LISTA DE TAREFAS:
a – Reproduza o segmento do trecho selecionado que vai de "Lúcio ficou atordoado." até "em seu músculo.".
b – Com base no trecho selecionado, responda:
(i) Qual era a nacionalidade do tatuador que Lúcio conheceu na praia?
(ii) Em que o espumante vagabundo estava cobrando seu preço?
(iii) Segundo a moral da fabulinha, quem se deve escolher para fazer uma tatuagem?

TRECHO SELECIONADO:
· · ·

Lúcio ficou atordoado. Tatuagem? Não se lembrava em absoluto de ter feito nada parecido. Se bem que não lembrava de ter feito nada. Olhou para o braço e gemeu. Gemeu muito. E gemeu mais ainda quando a antitetânica penetrou do-lo-ro-sa-men-te em seu músculo.
A dor lhe avivou a memória. O tal sujeito da praia era um tatuador peruano que lhe oferecera o trabalho em nome da recém-amizade. E Lúcio, sabe Iemanjá porque, aceitara. Pedira uma flor, igual à que roubara para colocar em sua oferenda, mas saíra um desenho horrível, mistura de deusmelivre com cruzcredo.
Voltou pra casa macambúzio. Pior virada de ano de sua vida! Ele, que detestava agulhas, tivera uma overdose delas numa única noite. Quase apanhara no meio da rua e o espumante vagabundo estava cobrando seu preço em enxaqueca, azia e revoltas intestinais. Ainda bem que tudo terminara, suspirou, ao deitar-se em sua cama macia e confortável, dolorido, infeliz e sem saber como se livrar da maldita tatuagem.
O interfone toca. O porteiro diz que um rapaz peruano, de nome estranho, procurava pelo amigo Lúcio, que dera endereço e o convidara para ficar em sua casa...
------------------------
Moral da fabulinha:
Você dá, a vida devolve: portanto, não seja muquirana!
Enquanto durar a pandemia, não saia por aí audaciosamente indo aonde nunca foi para fazer o que nunca fez.
PelAmor! Se um dia fizer uma tatuagem, escolha um profissional. Sóbrio.

· · ·

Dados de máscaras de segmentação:

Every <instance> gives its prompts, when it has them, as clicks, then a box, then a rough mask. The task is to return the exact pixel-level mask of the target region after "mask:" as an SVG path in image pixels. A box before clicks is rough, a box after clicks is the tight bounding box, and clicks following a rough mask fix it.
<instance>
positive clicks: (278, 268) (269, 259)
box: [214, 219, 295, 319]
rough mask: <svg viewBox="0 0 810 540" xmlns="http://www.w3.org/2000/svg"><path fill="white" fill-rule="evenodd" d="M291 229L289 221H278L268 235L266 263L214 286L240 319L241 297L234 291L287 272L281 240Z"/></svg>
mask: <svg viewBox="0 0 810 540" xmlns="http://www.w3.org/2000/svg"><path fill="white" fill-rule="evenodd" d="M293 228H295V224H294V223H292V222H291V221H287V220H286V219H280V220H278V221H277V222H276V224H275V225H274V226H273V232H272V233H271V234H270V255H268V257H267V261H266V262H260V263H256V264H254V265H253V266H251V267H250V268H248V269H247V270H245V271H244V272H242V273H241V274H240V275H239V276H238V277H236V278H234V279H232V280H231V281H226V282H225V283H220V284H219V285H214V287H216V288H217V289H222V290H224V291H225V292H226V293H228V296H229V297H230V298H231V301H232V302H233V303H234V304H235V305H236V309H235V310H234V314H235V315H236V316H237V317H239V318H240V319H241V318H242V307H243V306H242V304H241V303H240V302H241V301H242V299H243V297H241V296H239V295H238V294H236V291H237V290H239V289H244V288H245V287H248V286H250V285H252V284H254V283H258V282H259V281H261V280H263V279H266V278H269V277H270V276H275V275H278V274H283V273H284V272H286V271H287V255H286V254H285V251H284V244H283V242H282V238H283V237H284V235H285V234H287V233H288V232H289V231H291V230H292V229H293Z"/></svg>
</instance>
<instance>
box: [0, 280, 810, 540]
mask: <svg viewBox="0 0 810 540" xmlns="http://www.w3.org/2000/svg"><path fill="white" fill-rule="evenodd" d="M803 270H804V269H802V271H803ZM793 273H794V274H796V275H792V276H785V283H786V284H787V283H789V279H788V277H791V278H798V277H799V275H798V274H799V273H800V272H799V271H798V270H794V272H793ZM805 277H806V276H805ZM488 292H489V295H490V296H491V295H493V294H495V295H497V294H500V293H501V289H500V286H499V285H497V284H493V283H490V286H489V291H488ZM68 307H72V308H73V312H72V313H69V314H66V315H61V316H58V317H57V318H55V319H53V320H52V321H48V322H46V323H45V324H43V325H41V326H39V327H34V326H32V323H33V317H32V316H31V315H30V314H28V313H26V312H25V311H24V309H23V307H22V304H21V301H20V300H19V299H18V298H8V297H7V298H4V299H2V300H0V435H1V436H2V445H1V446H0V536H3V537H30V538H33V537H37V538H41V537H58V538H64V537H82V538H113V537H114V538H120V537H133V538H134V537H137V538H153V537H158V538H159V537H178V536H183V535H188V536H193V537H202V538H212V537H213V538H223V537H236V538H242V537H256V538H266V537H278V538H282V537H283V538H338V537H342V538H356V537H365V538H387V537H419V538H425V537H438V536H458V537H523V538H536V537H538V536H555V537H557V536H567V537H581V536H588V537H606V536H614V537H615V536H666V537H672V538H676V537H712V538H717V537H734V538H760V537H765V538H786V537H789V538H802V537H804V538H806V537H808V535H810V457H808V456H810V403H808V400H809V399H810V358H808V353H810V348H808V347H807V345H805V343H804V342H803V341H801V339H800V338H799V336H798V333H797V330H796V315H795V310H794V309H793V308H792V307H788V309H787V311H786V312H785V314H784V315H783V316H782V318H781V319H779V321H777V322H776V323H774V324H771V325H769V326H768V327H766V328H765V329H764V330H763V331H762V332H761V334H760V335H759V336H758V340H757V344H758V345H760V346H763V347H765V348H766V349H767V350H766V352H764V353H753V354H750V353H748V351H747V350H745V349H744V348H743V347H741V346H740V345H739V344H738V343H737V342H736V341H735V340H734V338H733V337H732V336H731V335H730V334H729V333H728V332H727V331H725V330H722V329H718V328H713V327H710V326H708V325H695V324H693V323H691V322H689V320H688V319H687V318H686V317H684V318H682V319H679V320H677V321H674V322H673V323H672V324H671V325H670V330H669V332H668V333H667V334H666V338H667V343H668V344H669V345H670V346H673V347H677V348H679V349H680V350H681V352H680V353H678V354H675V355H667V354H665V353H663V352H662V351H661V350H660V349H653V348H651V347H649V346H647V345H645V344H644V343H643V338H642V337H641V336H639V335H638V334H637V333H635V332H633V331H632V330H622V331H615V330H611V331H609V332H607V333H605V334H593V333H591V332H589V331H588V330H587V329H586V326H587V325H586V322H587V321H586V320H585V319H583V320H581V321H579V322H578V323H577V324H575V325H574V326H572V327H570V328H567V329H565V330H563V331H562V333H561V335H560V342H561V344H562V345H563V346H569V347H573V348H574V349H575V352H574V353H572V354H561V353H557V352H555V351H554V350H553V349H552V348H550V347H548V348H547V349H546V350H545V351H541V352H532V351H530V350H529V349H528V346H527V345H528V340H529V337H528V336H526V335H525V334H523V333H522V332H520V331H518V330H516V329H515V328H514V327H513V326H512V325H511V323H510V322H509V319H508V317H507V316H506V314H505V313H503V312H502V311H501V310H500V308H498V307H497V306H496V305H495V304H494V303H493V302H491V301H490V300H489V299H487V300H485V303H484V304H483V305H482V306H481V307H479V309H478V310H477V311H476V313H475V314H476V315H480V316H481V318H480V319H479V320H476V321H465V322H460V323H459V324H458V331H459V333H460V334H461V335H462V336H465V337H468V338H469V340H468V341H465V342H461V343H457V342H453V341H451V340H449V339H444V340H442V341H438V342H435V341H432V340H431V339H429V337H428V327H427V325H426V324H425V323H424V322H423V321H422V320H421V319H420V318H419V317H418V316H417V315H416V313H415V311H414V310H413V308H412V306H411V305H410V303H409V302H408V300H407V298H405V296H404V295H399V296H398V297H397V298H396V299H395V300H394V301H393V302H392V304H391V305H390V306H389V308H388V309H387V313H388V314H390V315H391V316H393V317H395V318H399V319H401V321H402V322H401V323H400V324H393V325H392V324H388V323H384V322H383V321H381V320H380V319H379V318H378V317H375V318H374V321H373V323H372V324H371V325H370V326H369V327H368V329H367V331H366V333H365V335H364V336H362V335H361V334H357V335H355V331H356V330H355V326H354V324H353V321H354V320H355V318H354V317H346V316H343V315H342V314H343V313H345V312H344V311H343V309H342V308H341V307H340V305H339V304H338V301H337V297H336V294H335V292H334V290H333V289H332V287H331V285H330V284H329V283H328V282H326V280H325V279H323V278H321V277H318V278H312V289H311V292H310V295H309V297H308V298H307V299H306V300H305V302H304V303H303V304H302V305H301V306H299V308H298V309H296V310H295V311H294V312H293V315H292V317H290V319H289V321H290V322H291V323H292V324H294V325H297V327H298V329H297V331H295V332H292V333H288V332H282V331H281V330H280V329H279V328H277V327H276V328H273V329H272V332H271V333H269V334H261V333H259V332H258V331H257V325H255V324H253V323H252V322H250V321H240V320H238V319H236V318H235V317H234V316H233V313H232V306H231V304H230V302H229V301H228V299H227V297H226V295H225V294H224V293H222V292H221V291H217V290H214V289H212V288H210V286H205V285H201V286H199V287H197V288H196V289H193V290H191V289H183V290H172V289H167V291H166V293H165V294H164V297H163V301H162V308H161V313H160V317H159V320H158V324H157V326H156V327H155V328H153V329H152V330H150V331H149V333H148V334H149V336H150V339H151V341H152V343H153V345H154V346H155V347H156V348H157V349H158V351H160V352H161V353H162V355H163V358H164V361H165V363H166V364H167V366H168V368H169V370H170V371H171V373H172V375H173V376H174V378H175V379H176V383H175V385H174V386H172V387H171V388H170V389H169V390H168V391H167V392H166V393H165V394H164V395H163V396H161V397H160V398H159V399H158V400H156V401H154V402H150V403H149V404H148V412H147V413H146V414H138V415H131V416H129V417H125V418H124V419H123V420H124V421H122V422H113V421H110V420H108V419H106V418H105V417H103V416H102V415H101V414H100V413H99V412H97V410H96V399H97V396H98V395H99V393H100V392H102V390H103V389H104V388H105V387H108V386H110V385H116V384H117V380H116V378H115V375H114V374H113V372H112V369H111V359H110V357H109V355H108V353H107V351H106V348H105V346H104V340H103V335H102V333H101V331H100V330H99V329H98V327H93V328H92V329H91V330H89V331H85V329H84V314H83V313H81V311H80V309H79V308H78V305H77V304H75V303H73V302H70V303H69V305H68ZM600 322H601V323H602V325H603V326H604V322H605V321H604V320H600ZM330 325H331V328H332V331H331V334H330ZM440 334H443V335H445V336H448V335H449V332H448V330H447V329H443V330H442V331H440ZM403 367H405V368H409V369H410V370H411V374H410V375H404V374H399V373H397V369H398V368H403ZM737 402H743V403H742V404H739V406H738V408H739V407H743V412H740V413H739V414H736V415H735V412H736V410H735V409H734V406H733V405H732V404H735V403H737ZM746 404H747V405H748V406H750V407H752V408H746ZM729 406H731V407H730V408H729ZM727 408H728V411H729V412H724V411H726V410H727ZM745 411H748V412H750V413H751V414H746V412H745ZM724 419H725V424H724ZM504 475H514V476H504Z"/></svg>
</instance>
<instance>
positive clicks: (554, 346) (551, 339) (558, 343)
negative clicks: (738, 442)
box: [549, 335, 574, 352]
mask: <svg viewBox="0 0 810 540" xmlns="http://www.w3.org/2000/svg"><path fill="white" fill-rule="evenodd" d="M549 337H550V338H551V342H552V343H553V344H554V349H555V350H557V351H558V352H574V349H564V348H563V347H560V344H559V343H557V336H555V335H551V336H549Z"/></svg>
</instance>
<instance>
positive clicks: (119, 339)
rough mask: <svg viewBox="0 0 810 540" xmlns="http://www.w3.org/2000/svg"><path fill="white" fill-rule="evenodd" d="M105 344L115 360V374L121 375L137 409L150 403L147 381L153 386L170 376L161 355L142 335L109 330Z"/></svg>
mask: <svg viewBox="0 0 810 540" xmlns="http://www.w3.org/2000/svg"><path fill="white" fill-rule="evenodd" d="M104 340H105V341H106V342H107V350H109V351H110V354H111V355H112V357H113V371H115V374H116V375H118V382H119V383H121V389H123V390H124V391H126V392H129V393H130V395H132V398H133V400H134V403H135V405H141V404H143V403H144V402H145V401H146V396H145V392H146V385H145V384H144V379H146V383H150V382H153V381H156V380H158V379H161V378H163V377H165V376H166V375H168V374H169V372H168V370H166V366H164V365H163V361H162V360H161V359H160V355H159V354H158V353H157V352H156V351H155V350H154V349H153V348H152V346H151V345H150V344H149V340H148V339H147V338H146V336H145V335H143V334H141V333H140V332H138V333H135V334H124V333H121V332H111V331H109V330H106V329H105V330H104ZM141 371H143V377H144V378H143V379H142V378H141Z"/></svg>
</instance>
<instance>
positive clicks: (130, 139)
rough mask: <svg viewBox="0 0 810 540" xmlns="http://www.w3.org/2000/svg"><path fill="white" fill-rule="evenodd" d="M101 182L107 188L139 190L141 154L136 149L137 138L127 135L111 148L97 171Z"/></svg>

· · ·

RESPOSTAS ÀS TAREFAS:
a –
Lúcio ficou atordoado. Tatuagem? Não se lembrava em absoluto de ter feito nada parecido. Se bem que não lembrava de ter feito nada. Olhou para o braço e gemeu. Gemeu muito. E gemeu mais ainda quando a antitetânica penetrou do-lo-ro-sa-men-te em seu músculo.

b –
(i) Peruana.
(ii) Em enxaqueca, azia e revoltas intestinais.
(iii) Um profissional sóbrio.